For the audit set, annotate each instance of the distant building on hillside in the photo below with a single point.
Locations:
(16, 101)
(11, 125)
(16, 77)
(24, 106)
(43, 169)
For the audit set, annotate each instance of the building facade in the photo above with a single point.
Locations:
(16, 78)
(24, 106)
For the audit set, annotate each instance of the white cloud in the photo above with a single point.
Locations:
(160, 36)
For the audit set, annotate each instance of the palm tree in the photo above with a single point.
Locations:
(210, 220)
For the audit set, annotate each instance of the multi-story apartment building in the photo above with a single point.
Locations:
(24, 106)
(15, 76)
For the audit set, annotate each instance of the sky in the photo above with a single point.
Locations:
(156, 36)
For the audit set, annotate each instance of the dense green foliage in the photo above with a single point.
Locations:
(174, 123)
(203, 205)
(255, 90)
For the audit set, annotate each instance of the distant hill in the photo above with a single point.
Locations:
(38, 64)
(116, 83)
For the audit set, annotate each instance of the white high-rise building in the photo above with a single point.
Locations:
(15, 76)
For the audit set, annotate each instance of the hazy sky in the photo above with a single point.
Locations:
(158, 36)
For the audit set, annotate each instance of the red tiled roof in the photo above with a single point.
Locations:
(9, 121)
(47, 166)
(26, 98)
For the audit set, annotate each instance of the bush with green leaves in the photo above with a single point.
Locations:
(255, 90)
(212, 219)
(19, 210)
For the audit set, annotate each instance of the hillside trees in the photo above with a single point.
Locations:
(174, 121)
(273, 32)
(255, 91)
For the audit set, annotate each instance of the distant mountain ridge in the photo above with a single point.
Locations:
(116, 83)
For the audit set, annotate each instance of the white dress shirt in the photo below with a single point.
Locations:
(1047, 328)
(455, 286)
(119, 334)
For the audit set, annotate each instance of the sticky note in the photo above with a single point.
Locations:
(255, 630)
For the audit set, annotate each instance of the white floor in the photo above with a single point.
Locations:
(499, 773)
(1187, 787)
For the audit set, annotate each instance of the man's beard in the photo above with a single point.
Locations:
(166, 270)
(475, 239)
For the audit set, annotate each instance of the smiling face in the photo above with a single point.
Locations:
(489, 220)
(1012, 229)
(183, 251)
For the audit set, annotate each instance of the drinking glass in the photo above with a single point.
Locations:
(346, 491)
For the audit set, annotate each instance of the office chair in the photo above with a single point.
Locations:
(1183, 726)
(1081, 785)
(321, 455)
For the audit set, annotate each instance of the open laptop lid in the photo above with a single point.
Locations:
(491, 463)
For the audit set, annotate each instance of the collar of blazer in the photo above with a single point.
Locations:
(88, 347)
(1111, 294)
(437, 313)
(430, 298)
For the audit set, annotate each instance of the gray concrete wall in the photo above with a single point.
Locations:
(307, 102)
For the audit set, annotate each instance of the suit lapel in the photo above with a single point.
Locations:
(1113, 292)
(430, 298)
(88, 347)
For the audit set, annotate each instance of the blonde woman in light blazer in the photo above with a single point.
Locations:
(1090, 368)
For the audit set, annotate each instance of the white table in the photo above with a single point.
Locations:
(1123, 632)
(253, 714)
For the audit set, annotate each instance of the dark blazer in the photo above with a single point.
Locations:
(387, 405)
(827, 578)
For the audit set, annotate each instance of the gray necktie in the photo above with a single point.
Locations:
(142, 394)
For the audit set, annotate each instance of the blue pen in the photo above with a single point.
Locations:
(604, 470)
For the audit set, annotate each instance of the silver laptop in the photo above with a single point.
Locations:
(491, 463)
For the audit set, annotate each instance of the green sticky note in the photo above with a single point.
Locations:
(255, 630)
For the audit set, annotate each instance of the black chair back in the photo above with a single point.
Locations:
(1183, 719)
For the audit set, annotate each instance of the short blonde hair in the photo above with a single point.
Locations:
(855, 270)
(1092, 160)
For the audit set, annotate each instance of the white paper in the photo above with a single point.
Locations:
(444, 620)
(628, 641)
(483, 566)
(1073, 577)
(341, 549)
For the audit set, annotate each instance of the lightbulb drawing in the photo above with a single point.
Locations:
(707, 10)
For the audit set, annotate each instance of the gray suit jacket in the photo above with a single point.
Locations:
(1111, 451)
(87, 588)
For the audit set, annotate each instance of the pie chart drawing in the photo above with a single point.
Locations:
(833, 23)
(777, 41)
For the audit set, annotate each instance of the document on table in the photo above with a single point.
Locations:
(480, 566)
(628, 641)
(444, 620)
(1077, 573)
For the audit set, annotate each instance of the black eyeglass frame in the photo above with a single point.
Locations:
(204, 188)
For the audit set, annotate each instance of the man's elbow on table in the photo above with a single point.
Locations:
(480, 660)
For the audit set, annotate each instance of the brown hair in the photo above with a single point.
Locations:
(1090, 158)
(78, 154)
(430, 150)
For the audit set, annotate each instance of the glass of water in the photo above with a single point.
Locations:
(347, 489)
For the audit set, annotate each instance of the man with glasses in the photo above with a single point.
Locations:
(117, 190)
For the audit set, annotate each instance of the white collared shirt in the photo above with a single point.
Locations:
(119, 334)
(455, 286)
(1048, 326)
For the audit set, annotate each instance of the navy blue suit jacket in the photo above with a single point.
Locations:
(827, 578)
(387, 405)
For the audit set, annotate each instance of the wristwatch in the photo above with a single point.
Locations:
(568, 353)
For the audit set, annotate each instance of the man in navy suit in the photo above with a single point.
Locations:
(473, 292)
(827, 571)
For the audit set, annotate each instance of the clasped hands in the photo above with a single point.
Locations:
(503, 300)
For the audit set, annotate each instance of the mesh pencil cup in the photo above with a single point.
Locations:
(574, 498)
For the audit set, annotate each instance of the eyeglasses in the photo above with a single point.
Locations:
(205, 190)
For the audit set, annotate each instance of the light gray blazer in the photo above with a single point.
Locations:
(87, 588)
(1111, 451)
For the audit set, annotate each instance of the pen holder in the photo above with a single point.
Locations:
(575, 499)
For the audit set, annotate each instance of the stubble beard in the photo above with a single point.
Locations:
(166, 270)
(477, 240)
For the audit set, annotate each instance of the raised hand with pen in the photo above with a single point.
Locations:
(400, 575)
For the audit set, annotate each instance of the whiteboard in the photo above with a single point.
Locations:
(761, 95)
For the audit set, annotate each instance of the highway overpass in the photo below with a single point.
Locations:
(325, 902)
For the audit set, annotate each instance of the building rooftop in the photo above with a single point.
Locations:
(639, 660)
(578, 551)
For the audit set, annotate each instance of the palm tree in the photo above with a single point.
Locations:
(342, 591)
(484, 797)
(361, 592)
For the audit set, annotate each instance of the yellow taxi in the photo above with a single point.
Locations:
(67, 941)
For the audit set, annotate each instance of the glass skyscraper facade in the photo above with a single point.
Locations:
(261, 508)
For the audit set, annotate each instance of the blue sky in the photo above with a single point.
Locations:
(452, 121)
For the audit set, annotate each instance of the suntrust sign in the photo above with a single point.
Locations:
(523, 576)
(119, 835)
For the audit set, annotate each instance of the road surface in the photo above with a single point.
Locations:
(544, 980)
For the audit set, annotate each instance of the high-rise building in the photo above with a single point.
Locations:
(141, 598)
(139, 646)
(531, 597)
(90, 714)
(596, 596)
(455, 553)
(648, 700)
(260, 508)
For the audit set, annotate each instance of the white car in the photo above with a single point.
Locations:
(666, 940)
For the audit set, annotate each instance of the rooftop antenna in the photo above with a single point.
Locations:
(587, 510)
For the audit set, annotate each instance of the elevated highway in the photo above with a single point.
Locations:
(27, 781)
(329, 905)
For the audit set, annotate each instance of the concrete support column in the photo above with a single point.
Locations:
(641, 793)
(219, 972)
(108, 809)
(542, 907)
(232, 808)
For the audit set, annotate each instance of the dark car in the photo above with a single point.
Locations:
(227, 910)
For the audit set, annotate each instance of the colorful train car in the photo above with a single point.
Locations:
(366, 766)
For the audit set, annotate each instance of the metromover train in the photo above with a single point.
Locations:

> What you are asked to do
Each line from the one with "For the audit set, annotate each instance of the blue sky" through the last line of the records must be written out word for word. Include nothing else.

> Output below
For the audit set, annotate each instance of the blue sky in the photo above with a single point.
Locations:
(452, 121)
For the audit set, annotate each instance of the suntrust sign in the photo above with a single point.
Locations:
(523, 576)
(119, 835)
For the audit set, annotate each instance of the road surface in the photo above with a single point.
Locations:
(544, 980)
For the audit set, annotate each instance of the high-rise building in the photo above with a single point.
Locations:
(141, 598)
(139, 646)
(531, 597)
(90, 714)
(596, 596)
(455, 553)
(648, 700)
(260, 508)
For the audit set, annotate each instance of the white car in the photo above with a single point.
Locations:
(666, 940)
For the audit set, annotate each instance of the rooftop antenna in the photo above with a single point.
Locations:
(587, 510)
For the audit set, annotate each instance of the elevated highway in the photo above with a single point.
Locations:
(27, 781)
(329, 905)
For the audit set, annotate each instance of the concrete support column in the photo above with a single point.
Locations:
(641, 793)
(219, 972)
(108, 809)
(542, 907)
(232, 808)
For the audit set, annotate each instance of the dark car in the photo above with a single point.
Locations:
(227, 910)
For the audit set, annotate each instance of the colorful train car in the photo above with a single point.
Locations:
(366, 766)
For the audit set, annotate each instance of the metromover train in the photo above with a single point.
Locations:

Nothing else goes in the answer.